ASSIGNMENT. Copy each line of the entries below that contains the string "microphone".
[DATA RECORDS — start]
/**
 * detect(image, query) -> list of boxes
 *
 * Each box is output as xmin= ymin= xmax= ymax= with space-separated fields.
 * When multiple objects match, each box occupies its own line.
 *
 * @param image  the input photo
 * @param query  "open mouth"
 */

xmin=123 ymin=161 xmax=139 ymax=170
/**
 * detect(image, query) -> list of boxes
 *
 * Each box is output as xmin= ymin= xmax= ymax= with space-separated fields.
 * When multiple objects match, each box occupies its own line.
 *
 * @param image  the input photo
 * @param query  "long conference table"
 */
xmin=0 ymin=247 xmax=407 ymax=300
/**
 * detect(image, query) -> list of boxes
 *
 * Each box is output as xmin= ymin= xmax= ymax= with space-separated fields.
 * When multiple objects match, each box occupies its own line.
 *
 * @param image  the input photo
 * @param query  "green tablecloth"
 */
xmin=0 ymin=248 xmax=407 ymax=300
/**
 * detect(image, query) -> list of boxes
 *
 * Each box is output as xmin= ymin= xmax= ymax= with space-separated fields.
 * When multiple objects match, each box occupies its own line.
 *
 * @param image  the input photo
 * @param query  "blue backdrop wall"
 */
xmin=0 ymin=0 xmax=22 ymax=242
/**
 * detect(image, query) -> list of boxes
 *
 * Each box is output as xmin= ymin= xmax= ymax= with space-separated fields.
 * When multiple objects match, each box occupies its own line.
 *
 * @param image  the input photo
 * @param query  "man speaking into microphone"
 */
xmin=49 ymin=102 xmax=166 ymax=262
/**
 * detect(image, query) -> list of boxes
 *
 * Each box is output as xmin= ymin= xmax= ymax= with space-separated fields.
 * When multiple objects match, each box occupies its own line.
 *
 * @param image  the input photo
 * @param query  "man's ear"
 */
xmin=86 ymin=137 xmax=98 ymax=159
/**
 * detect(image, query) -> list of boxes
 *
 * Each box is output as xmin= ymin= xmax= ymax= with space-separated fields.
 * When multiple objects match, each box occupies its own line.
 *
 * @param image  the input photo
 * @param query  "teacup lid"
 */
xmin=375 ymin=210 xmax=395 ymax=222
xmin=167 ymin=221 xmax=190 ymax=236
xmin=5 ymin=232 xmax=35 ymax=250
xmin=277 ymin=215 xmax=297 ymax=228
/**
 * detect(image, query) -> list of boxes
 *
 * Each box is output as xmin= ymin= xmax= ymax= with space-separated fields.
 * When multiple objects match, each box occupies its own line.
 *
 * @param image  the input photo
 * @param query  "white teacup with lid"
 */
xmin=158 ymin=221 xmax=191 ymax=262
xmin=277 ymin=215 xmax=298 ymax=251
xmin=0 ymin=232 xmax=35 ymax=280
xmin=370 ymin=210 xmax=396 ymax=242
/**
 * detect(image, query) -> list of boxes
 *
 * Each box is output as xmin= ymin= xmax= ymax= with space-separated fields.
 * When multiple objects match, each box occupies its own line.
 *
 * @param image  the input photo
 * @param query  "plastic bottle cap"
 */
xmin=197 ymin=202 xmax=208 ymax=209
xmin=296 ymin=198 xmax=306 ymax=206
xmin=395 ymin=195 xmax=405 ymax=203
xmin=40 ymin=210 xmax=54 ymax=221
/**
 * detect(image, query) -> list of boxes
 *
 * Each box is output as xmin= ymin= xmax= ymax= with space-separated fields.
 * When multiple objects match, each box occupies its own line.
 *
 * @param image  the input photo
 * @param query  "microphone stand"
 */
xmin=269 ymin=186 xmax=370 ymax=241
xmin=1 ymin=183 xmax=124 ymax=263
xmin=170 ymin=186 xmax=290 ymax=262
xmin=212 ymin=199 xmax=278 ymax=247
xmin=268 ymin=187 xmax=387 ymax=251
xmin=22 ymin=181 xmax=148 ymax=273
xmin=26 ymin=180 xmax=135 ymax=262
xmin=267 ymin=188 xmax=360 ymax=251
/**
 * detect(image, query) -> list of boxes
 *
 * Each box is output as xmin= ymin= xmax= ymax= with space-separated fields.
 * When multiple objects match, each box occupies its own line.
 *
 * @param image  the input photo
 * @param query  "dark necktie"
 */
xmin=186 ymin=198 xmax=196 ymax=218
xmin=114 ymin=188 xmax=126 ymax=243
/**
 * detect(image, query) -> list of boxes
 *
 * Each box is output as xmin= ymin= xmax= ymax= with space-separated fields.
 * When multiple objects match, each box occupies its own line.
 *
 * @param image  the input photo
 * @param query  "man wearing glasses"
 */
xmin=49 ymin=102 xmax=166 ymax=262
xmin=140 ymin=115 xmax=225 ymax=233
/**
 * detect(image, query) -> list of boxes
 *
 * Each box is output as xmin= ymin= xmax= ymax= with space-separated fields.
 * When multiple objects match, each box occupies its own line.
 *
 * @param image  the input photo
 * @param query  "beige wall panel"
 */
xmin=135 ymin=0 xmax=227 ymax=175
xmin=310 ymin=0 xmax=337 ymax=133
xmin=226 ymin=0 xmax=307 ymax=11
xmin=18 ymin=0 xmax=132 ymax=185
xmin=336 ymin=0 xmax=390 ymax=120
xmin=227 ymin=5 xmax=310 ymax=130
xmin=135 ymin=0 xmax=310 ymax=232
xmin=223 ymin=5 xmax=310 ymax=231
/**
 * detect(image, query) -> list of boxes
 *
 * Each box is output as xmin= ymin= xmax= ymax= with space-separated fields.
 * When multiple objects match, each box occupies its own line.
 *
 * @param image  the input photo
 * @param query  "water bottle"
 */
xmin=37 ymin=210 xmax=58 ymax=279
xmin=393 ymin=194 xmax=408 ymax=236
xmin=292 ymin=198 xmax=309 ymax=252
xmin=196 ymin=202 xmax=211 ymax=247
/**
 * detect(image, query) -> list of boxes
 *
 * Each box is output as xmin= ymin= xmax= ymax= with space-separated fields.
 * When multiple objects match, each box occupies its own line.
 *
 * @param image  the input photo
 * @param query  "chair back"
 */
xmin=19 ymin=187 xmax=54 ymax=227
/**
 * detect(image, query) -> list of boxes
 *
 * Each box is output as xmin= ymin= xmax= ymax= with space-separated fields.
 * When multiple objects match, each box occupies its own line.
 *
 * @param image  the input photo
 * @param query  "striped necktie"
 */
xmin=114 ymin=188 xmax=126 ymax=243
[DATA RECORDS — finish]
SOLUTION TO THIS TASK.
 * @param query  "man speaking into microphone"
 * @param query  "microphone stand"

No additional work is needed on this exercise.